CHALLENGE 1 - Can you quote the URL crawler write-up from "This means it" to "queues(+ other states)"?
CHALLENGE 2 - Which file extensions does the URL crawler write-up say the pages may have?
CHALLENGE 3 - How would the URL crawler write-up go on after its last sentence?

/urlcrawler

approach to crawling URLs at scale

Primary LanguageGo

Run

run urlcrawler_test.go or run urlcrawler_test.go with coverage

Approach to Design

Instead of approaching to crawl only i levels for simplicity & avoid huge amounts of data, our solution would not be able to scale to any number of level/depth_n. Tailoring a solution to only depth_2(for eg), we could have taken a basic logic approach(only store and traverse internal urls in origin). Only output external urls in response bodies of (origin + internal urls in origin).

Typically, every domain has multiple internal pages and every internal page has sub internal pages. For example-- example.com/abc, example.com/about, example.com/static, example.com/abc/originstatic.

  • Data structures

A user may wish to crawl all internal pages of a domain or to any given depth_n. So we'd have to come with an approach that allows to keep track of levels & identify such dependencies in current internal page to previously visited internal pages or unvisited internal page while traversing each page-- How do we track all internal links/dependencies and store the state of the system? Thinking of this entire system as a graphs elegantly maps the ancestor-descendant dependencies with directed edges. In fact, a graph without any cycles is a tree, so we can think of this as a tree since we should not create any cycles.

Let’s think of every url-path as a node and every sub-internal-url-path as a child/successor node. There is a directed edge from parent-internal path to child sub-internal-path. If there are two distinct url-paths that refer to the same ResponseBody content, then we should skip traversing the duplicate to avoid cycles in the graph.

  • Algorithm

How do we discover and add nodes/edges into our graph?

We can either do DFS or BFS approach to this - since the order in which we output our external URLs does not matter.

Although, doing DFS may cause our memory stack to blow up when there are many levels. Also thinking of parallelization, DFS/any-top-down-traversal will cause a lot of idly waiting threads. Let’s say we do divide and conquer, run DFS and spawn new goroutines for nodes at level_i (** Limited by ideal maximum number of goroutines ideal for depth_n and that would not cause the hit on performance) Ancestors nodes depend on their child nodes to return values to proceed, in effect, many goroutines would be idly waiting. Ideally, we would not want goroutines to be idly waiting.

This means it would be useful to process a node(each ResponseBody body) fully and extract all internal nodes(internal-sub-paths) before we proceed to next thus removing ancestor-descendant dependency(repeating until depth_n). Also, this allows to run parallel computations with proper sync and concurrency on each node without waiting.

This hints at level-by-level or BFS traversal, we can push each unvisited node(internal-sub-paths) onto a queue to process it in the order it arrived(FIFO), we keep adding nodes into the queue at every level before de-queueing and processing the next descendant level.

Since the problem doesn't ask for visualization or to output the entire state & dependencies of paths and subpaths we don’t need to maintain an entire graph(adjacency lists), instead we can just do a BFS on it with queues(+ other states)

Note- each of these may have any file extension(html, htm, php, asp) The default homepage/ResponseBody(and for that matter any internal page) can be referred to again with non-unique paths that haven't been seen leading to same ResponseBody, so we would need a way to avoid such cycles.

Scalablibility and further thoughts

With the above approach we can traverse any depth_n instead of only until given depth_i. Since we can run parallel computations it allows us to distribute our load on multiple cores thus reducing latency. This also means we'd have to maintain shared memory which is concurrent allowing for concurrent reads/writes by multiple goroutines(threads). (Note- how using a mutex on a non-concurrent data structure can stall performance).

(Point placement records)

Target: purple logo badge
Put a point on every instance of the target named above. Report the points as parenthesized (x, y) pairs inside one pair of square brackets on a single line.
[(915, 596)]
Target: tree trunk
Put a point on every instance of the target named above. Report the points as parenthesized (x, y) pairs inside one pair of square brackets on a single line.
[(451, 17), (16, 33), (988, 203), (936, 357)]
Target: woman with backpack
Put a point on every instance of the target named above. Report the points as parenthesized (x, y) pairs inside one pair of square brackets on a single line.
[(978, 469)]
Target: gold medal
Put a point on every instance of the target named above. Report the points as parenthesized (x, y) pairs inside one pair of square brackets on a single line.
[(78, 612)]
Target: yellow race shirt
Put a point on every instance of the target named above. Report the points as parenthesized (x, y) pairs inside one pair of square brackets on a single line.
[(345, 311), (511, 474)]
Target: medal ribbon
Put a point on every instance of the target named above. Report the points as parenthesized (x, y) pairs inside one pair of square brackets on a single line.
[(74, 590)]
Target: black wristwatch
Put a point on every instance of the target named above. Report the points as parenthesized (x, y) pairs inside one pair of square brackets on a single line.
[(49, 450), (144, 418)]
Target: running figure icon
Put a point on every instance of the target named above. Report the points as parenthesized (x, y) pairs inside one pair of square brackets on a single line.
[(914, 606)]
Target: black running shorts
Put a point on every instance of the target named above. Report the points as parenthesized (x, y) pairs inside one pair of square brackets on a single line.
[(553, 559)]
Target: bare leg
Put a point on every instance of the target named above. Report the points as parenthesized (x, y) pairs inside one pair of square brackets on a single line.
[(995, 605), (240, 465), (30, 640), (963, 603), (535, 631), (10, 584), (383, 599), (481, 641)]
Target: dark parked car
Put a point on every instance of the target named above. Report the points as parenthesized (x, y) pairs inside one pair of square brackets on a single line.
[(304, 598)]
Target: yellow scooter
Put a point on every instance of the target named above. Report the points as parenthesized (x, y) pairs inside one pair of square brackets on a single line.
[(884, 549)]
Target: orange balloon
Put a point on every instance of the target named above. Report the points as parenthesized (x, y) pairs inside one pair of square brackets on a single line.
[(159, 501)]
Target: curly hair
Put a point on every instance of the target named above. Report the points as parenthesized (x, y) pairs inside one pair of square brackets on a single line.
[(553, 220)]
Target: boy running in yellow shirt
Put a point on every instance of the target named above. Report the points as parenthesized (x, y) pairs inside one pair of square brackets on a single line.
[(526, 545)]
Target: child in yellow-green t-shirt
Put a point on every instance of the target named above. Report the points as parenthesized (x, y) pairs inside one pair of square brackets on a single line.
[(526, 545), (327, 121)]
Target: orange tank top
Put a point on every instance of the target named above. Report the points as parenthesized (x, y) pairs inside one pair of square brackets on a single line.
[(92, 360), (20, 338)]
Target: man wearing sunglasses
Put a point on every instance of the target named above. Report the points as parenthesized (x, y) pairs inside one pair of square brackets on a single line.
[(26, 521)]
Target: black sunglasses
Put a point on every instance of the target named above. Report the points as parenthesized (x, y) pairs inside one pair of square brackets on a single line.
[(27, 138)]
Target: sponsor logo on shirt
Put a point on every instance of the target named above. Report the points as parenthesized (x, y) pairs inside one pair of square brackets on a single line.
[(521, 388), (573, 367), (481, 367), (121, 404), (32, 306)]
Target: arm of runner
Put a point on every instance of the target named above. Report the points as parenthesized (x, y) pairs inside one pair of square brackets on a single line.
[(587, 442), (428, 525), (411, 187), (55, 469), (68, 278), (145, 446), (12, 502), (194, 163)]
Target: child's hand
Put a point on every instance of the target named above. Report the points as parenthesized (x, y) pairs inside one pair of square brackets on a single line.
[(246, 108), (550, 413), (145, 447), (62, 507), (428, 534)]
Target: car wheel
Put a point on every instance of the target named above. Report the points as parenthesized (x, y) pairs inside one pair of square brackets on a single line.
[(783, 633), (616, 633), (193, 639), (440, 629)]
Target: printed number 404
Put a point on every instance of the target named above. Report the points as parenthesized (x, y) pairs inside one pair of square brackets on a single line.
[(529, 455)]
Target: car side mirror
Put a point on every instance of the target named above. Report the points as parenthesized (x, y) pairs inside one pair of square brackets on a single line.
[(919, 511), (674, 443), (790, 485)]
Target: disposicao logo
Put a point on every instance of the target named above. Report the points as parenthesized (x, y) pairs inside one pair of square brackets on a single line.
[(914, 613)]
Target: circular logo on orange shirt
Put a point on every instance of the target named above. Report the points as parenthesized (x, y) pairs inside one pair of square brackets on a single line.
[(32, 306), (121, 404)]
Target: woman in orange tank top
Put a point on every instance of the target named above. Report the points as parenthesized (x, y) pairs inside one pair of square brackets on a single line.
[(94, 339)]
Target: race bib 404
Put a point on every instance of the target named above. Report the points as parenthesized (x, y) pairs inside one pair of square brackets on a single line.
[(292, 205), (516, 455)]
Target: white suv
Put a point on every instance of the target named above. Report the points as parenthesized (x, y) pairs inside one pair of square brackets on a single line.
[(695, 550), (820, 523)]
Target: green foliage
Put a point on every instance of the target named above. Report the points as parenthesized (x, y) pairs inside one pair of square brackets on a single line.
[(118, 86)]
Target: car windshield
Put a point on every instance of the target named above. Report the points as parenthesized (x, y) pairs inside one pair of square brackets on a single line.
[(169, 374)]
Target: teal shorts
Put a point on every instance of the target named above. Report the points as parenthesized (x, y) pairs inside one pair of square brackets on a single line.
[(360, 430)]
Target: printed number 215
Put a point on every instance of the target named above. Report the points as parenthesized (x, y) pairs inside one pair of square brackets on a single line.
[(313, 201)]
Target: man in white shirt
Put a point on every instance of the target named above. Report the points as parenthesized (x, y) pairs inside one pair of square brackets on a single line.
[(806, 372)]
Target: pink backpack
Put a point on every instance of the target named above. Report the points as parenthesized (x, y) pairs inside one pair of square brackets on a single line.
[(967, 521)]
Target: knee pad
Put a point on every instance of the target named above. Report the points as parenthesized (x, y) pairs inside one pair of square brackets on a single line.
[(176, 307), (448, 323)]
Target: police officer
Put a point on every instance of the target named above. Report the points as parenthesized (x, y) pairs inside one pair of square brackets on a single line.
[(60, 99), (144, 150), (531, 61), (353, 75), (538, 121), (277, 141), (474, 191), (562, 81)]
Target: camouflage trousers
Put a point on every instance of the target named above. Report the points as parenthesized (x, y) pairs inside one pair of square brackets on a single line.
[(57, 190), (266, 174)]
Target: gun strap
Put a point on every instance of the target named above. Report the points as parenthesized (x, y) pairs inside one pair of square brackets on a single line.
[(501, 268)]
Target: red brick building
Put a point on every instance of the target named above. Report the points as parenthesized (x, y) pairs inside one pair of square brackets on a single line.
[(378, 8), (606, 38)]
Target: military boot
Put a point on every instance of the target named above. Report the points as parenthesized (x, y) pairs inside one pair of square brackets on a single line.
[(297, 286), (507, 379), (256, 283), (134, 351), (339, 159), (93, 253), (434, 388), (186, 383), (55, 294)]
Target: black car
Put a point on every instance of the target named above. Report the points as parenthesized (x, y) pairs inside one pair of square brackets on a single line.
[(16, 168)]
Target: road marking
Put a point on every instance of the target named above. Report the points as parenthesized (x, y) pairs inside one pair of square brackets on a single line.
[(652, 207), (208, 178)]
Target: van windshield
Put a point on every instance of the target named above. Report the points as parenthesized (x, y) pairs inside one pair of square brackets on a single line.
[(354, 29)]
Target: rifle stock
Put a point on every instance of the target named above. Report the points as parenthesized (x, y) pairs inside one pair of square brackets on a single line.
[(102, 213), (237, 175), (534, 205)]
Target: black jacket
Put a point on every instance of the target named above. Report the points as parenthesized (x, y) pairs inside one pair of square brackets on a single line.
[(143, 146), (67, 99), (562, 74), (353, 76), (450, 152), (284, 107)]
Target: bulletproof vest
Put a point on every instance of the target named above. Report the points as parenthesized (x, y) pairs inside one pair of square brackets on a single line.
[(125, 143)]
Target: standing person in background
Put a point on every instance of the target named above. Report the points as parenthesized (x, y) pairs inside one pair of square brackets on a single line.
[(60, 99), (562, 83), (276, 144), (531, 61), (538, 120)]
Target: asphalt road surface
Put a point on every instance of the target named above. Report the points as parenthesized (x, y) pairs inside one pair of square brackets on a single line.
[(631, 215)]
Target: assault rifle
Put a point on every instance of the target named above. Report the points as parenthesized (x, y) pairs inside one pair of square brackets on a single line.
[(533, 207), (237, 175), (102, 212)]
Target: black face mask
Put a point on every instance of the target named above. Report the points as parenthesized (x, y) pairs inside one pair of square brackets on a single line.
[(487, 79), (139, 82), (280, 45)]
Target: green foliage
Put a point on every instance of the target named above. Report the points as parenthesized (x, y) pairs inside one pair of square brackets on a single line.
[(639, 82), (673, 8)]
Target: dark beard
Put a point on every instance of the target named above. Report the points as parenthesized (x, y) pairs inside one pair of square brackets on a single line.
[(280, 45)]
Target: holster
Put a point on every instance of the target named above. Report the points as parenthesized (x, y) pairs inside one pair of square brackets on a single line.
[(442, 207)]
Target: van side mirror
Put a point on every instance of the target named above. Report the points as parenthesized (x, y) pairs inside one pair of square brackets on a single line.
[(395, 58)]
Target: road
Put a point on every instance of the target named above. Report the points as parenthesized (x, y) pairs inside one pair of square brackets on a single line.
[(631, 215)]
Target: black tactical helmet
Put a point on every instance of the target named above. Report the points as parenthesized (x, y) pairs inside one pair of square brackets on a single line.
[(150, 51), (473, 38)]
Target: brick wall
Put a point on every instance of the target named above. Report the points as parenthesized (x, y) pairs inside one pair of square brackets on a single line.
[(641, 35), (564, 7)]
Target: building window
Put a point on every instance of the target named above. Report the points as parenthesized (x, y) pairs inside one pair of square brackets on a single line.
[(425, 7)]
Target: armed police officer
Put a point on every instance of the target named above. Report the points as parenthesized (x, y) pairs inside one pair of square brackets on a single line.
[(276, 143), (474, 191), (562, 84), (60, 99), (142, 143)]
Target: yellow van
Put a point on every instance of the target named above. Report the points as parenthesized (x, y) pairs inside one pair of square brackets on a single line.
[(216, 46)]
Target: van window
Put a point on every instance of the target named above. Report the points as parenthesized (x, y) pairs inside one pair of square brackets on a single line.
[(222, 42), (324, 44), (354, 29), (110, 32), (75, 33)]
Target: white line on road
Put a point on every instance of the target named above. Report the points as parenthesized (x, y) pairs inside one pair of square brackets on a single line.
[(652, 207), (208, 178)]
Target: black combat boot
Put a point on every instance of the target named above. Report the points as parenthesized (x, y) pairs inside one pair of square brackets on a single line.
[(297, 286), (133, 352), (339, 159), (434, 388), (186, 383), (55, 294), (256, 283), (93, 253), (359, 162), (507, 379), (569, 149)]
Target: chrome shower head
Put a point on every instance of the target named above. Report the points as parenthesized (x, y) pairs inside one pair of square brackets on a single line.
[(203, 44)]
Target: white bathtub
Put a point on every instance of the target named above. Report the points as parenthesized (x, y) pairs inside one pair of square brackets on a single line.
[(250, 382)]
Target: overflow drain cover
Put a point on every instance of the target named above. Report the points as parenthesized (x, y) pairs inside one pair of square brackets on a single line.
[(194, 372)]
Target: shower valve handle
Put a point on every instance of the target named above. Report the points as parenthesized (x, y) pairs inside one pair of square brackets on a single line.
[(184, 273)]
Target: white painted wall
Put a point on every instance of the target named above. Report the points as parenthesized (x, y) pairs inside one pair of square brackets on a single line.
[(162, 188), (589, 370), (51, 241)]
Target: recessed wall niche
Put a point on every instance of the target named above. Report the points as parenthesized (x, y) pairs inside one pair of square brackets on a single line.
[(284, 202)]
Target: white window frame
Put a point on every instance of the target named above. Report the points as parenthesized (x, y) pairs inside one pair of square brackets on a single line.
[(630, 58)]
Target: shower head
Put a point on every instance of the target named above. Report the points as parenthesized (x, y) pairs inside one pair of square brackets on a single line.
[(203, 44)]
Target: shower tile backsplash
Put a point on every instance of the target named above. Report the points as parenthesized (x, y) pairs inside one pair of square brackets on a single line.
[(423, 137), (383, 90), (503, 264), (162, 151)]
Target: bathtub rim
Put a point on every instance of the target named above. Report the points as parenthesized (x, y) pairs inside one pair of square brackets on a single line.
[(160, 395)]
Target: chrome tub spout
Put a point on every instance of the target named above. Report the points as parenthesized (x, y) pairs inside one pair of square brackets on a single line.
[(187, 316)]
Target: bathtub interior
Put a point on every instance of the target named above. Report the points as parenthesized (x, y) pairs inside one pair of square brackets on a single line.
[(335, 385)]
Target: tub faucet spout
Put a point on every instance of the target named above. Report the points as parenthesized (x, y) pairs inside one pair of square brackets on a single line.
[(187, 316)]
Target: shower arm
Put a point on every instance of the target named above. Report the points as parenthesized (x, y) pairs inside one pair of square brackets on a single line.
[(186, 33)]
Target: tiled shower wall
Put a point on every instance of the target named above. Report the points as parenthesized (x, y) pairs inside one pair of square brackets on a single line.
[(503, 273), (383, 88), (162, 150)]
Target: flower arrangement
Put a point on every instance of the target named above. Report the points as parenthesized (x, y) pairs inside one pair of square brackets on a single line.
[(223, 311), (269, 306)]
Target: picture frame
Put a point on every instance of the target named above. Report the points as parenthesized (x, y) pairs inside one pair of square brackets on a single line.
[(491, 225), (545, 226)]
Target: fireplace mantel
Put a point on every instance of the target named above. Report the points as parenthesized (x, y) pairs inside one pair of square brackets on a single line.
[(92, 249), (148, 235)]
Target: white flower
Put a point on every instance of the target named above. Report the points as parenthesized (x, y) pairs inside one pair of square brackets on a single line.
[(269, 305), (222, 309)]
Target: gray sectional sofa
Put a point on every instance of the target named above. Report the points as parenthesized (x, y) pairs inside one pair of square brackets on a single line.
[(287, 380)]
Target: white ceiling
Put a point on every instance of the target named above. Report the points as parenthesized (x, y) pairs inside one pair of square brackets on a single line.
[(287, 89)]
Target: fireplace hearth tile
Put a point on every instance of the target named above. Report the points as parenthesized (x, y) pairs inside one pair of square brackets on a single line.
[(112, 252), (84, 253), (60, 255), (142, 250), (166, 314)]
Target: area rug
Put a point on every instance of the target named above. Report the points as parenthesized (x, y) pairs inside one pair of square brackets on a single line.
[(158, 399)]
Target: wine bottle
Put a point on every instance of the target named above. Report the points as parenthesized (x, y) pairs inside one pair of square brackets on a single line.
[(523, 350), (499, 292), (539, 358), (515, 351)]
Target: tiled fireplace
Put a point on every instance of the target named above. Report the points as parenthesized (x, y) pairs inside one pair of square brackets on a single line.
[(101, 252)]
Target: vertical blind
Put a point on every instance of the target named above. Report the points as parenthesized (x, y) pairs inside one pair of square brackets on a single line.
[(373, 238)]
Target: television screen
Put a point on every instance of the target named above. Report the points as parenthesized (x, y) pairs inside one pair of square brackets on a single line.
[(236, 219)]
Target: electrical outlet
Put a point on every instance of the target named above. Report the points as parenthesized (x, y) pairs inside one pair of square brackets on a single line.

TASK ANSWER 1 -
This means it would be useful to process a node(each ResponseBody body) fully and extract all internal nodes(internal-sub-paths) before we proceed to next thus removing ancestor-descendant dependency(repeating until depth_n). Also, this allows to run parallel computations with proper sync and concurrency on each node without waiting.

This hints at level-by-level or BFS traversal, we can push each unvisited node(internal-sub-paths) onto a queue to process it in the order it arrived(FIFO), we keep adding nodes into the queue at every level before de-queueing and processing the next descendant level.

Since the problem doesn't ask for visualization or to output the entire state & dependencies of paths and subpaths we don’t need to maintain an entire graph(adjacency lists), instead we can just do a BFS on it with queues(+ other states)

TASK ANSWER 2 - html, htm, php, and asp

TASK ANSWER 3 -
This problem limits us to only internal URLs, however, we can easily think of a scenario where the user may want to crawl external URLs as well in the process(after all those are also domain names and have multiple internal urls).

Also, at scale, we would typically run multiple instances of URL Crawler on multiple servers. Instead of keeping a store/amp per instance a global concurrent store/map (with replicas) would make more sense in order to avoid for duplicate crawling.

We would have to make sure our system is failure tolerant, so if a server crashes we should not lose the state of the system. So, we should keep persistent store (distributed key-value store which has high performance)

These multiple instances can run in parallel and each instance would have parallelism within in allowing for low latency and faster traversals.

Deployment Pipeline

As the system grows larger, we can think of breaking up the components into smaller microservices (for example- GetStatus, GetResult, CrawlDomainURL Monitoring/Logging). Each of these instead of running in VMs or bare-metal can run in docker containers because those are enviornment agnostic, light-weight, faster-deployment.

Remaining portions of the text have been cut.